Arrange every line of the entries below as a numbered list, leaving out any blank lines.

Excerpts from point annotation data:
_ _ _ _
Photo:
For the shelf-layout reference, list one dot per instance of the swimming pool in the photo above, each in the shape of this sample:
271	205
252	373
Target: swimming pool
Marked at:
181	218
_ _ _ _
▸ RESPONSE TO THIS TASK
1. Photo:
2. For the shelf-layout reference, list one dot per instance of the swimming pool in the photo above, each in the shape of this sample:
3. 271	205
4. 252	373
5. Target: swimming pool
6. Marked at:
7. 181	218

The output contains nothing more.